--- start of GIVEN PASSAGE ---

# Hello, I'm Ishboo



## ishboo (Jul 15, 2008)

Hey everyone,
Im currently going to be a junior in high school next fall. I've been doing technical theatre for 7 years and theatre for 13 years. I plan on double majoring in technical theatre and computer science. Outside of theatre I'm a computer geek and that about covers me.


----------



## gafftaper (Jul 15, 2008)

Welcome Ishboo. Where in this great big world are you at? 

Get to know the search feature, there's a ton of great info in the archives. 

Jump in and join the community. We have a lot of fun here between serious discussions.


----------



## ishboo (Jul 15, 2008)

I thought I was forgeting somethine. I'm from centerville, ohio
thanks for the welcome =]


----------



## derekleffew (Jul 16, 2008)

"Centerville? You too? 
No, Utah." 
From the great musical _Dames at Sea_. Welcome from a fellow native Ohioan. No wonder you are summering at Wright State. That's where my Senior Skip Day was unofficially held, in May, 1979. 

I bet they no longer have a Electro Controls Premiere in the Festival Playhouse do they? And hey, all the seats are the same color! When the building opened, they were upholstered randomly in about six different colors, so the house never looked empty. I thought it seemed like a good idea at the time. D. Bartlett Blair is the only one there now who would remember that.


----------



## Spikesgirl (Jul 16, 2008)

It's nice to welcome someone on board who started with theater earlier in life than I did. Theater at 3 - you've beat me by a few years. Welcome on board! This is a great place to make connections and keep the juices flowing. You also have a lot in common with my husband - he's a sys admin for A&T (i.e. computers are his life), but he moonlights in theater - in particular, sound design. computers and tech is a great combination and it will soon be hard to separate one from the other.


----------



## ishboo (Jul 16, 2008)

--- end of GIVEN PASSAGE ---

=== TO DO ===
A - In the welcome thread, what two subjects does ishboo plan to double major in?
B - Continue the welcome thread from its last line.
The rows that come after this are unrelated to the welcome thread.

--- start of GIVEN ENTRIES ---

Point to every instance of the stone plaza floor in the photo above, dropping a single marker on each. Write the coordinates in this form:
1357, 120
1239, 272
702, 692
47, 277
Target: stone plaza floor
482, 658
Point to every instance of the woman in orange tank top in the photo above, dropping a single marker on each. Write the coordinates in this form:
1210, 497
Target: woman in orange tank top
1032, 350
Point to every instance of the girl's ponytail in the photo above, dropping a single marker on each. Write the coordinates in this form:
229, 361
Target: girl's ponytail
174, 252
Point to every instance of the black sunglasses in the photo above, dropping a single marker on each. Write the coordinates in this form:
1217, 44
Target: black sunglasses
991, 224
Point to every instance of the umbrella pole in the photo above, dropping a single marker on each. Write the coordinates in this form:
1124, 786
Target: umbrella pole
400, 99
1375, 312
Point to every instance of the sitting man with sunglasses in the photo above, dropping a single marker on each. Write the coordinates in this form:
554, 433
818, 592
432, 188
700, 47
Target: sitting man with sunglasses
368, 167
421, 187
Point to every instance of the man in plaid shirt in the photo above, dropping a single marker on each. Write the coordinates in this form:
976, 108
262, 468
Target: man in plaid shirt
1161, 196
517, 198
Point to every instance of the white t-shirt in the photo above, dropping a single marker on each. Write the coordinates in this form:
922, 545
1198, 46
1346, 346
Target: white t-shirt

--- end of GIVEN ENTRIES ---

=== RESULTS OF THE EXERCISE ===
A - Technical theatre and computer science.

B -
Yah, wright state is a really neat campus I really like their directors lab, a 98 seat proscenium theatre but they have really let it go, I've heard a lot of great stories about it back in the day. I saw my first show when I was 2, I loved it so much I saw it three more times then I started taking dane classes at three then acting classes soon after that, it wasn't until fourth grade that I discovered there was a back stage and the rest was history. I'm hoping to find a career in theatre or even theatre combined with computers if I can't make it in theatre I'll always have the computer degree to fall back on. Thanks for the welcome!


----------



## Van (Jul 16, 2008)

Welcome Aboard !
Glad to have you. As Char5lie said I'm amazed to find someone who started younger than me, I got my start in theatre in the thrid grade and Stagecraft in the 6th - 7th. Anyway , welcome aboard.


----------



## Spikesgirl (Jul 17, 2008)

Ishboo - love your Golden Rule. Ain't that the truth? Heck, I feel like an old fart now! I dind't get started until high school. Of course, our school also only had 35 students (1-5 grades - you have to love rural school in Vermont) and I was on stage for the Christmas pagents, starting at 2nd grade, but I don't count that. I didn't get my hands dirty until high school. It's great that you've kept a love for the theater all that time. Many kids start out loving one thing and end up doing something else with their lives. 

Working in the theater is great, but the hours and the pay is better with computers. I'm fulfilled, but it's my husband with the hefty paycheck. Perhaps you will be able to combined both and really hit the jackpot.

Continued success with your future!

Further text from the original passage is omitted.